*** SOURCE DATA ***
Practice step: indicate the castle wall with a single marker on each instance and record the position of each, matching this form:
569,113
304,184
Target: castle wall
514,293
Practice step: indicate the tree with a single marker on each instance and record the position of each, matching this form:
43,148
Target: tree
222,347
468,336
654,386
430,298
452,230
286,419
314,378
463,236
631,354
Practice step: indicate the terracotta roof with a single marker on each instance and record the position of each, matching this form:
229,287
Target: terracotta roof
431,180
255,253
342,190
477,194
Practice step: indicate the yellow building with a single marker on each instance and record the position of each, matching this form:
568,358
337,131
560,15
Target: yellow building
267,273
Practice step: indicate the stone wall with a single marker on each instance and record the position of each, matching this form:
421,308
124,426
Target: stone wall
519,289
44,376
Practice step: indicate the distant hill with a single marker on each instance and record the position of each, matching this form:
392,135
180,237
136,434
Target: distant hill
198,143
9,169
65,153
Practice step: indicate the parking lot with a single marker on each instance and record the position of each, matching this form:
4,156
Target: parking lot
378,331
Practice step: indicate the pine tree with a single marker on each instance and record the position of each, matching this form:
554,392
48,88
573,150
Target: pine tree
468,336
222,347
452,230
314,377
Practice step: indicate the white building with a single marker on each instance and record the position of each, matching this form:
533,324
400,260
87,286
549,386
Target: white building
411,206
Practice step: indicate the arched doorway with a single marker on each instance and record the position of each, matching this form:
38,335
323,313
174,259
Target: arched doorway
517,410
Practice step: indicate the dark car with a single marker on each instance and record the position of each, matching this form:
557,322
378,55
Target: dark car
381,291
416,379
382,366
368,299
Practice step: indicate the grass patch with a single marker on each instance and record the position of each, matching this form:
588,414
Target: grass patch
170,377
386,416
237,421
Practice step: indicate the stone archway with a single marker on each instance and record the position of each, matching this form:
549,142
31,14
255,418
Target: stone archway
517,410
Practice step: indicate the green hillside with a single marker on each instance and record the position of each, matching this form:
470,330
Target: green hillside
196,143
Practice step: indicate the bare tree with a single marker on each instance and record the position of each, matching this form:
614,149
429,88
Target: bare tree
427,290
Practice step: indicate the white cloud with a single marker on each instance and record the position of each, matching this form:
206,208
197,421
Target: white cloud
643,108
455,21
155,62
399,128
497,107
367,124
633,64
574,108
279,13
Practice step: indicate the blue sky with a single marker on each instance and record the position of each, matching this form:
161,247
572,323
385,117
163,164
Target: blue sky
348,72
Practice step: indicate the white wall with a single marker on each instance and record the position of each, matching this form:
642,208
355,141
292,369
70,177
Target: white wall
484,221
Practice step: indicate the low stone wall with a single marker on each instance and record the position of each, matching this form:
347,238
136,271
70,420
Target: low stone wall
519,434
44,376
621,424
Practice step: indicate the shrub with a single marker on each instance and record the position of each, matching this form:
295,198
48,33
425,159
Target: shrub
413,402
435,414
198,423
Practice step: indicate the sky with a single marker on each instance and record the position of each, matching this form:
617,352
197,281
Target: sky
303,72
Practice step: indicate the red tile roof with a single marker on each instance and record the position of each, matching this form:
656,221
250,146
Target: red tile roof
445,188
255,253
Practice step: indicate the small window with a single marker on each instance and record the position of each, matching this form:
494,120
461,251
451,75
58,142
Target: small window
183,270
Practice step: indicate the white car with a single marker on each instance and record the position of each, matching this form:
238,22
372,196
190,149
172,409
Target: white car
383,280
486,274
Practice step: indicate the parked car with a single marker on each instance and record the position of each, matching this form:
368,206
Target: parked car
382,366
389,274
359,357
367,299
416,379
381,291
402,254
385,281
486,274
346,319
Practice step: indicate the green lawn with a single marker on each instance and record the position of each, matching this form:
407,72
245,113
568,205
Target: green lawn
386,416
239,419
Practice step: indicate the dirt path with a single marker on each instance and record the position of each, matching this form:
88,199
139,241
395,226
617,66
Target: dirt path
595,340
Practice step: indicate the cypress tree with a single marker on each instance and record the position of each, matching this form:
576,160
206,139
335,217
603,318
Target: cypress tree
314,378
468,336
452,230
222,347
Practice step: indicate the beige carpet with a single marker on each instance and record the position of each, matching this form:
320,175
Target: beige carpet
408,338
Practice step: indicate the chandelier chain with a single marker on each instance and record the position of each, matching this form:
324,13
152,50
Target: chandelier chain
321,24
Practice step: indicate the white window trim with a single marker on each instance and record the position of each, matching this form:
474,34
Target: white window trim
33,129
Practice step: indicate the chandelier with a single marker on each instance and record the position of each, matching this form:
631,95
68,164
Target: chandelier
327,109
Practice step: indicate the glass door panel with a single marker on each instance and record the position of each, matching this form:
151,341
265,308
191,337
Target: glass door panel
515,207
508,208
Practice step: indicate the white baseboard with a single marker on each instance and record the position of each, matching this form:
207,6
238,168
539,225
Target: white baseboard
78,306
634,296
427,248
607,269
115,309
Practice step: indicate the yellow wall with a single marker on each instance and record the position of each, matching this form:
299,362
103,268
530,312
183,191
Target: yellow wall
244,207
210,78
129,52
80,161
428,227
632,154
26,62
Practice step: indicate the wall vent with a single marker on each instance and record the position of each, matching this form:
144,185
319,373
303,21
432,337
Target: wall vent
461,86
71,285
***
Restate every record exactly, leaving nothing out.

OUTPUT BELOW:
Practice step: indicate the castle wall with a single marker on each instance and record the position of each, matching this form:
569,113
304,184
Target: castle wall
514,293
Practice step: indicate the tree with a single marker on each instance and record the position of each, matching this form:
43,148
Target: tree
222,347
468,336
654,386
430,298
452,230
286,419
314,378
463,236
631,354
Practice step: indicate the terracotta roof with a single marker on each instance and record the position of each, matching this form:
229,287
Target: terracotta roof
431,180
255,253
342,190
477,194
Practice step: indicate the yellow building with a single marker on each instance and record the position of each, matching this form:
568,358
337,131
560,15
Target: yellow building
267,273
Practice step: indicate the stone wall with a single marker on each instance and record the position of each, matching this form:
421,308
124,426
Target: stone wall
519,289
44,376
Practice step: indicate the distant hill with a single marker on each instance and record the position of each, matching this form:
392,135
180,237
136,434
Target: distant hill
198,143
9,169
65,153
Practice step: indicate the parking lot with a single marker on each instance and record the position of each, matching this form:
4,156
Target: parking lot
378,331
Practice step: indicate the pine tree with a single marker on each instance and record the position of each, matching this form:
554,392
48,88
573,150
Target: pine tree
468,336
222,347
452,230
314,377
Practice step: indicate the white building with a single marker on each instance and record the position of each, matching this form:
533,324
400,260
87,286
549,386
Target: white building
411,206
Practice step: indicate the arched doorway with a single marker on each instance and record the position of each, matching this form:
38,335
323,313
174,259
Target: arched doorway
517,410
Practice step: indicate the dark car with a single marker on each instance and record the position of each, matching this form:
557,322
378,55
Target: dark car
381,291
416,379
382,366
368,299
Practice step: indicate the grass patch with a single marker on each instance and record the position of each, matching this form:
588,414
Target: grass patch
170,377
386,416
237,421
Practice step: indicate the stone archway with a single marker on each instance and record the position of each, matching this form:
549,142
31,14
255,418
Target: stone archway
517,410
Practice step: indicate the green hillside with a single marker on each instance and record the position of each, matching this form:
470,330
Target: green hillside
196,143
Practice step: indicate the bare tree with a single marker on each instance and record the position of each, matching this form:
614,149
429,88
Target: bare tree
427,290
Practice step: indicate the white cloud with a single marker on each instance and record the position of each, matching this form:
206,208
197,421
Target: white cloud
643,108
455,21
155,62
399,128
497,107
367,124
633,64
574,108
279,13
Practice step: indicate the blue sky with a single marker on each instance and record the position of each, matching this form:
161,247
572,323
385,117
163,164
Target: blue sky
348,72
Practice step: indicate the white wall with a single marker on each instance and record the position of each, matching this form:
642,208
355,141
292,369
70,177
Target: white wall
484,221
Practice step: indicate the low stone wall with a single marker on each instance and record the position of each, matching this form:
347,238
136,271
70,420
Target: low stone wall
519,434
44,376
621,424
Practice step: indicate the shrub with a single marker on each instance and record the position of each, matching this form:
295,198
48,33
425,159
Target: shrub
413,402
435,414
198,423
Practice step: indicate the sky with a single marker on each instance and record the position of each, matching this form:
617,352
197,281
Target: sky
303,72
Practice step: indicate the red tile roof with a single marker on each instance and record the position of each, matching this form:
656,221
250,146
Target: red tile roof
445,188
255,253
Practice step: indicate the small window with a single marker on each instance and record the position of each, matching this form:
494,120
461,251
451,75
58,142
Target: small window
183,270
Practice step: indicate the white car with a single marker on each instance and record the position of each, matching this form:
238,22
372,196
190,149
172,409
Target: white car
383,280
486,274
Practice step: indicate the parked car with a single marker on each instance and record the position of each, matching this form:
368,206
Target: parked car
382,366
389,274
359,357
367,299
416,379
381,291
402,254
385,281
486,274
346,319
Practice step: indicate the green lawn with a single marker on each instance and record the position of each, matching this form:
407,72
245,113
568,205
Target: green lawn
386,416
239,419
Practice step: indicate the dirt path with a single marker on each instance and record the position of each, matching this form:
88,199
139,241
395,226
617,66
Target: dirt path
595,340
Practice step: indicate the cypress tree with a single marker on each instance and record the position of each, matching this form:
576,160
206,139
335,217
603,318
Target: cypress tree
314,378
468,336
452,230
222,347
Practice step: indicate the beige carpet with a single marker on each instance and record the position of each, matching this form:
320,175
Target: beige carpet
408,338
Practice step: indicate the chandelier chain with a single marker on each instance and record the position of each, matching this form:
324,13
152,50
Target: chandelier chain
321,24
Practice step: indicate the white window trim with a single marker on each instance and record the position of each, matching this form:
474,34
Target: white window trim
33,129
Practice step: indicate the chandelier with a single marker on each instance and record the position of each, matching this form:
631,95
68,164
Target: chandelier
327,109
Practice step: indicate the glass door panel with a single marker on each instance and record the position of each, matching this form:
151,341
265,308
191,337
Target: glass door panel
515,207
508,208
Practice step: indicate the white baseboard with a single marker on each instance and record the position of each, matching this form:
207,6
238,168
539,225
Target: white baseboard
78,306
634,296
427,248
607,269
115,309
Practice step: indicate the yellow wall with a single marker on each instance and record the position of each, matching this form:
299,362
103,268
530,312
183,191
Target: yellow wall
244,207
210,78
129,52
80,161
428,227
632,154
26,62
Practice step: indicate the wall vent with a single marker on each instance and record the position of each, matching this form:
144,185
319,373
303,21
432,337
Target: wall vent
461,86
71,285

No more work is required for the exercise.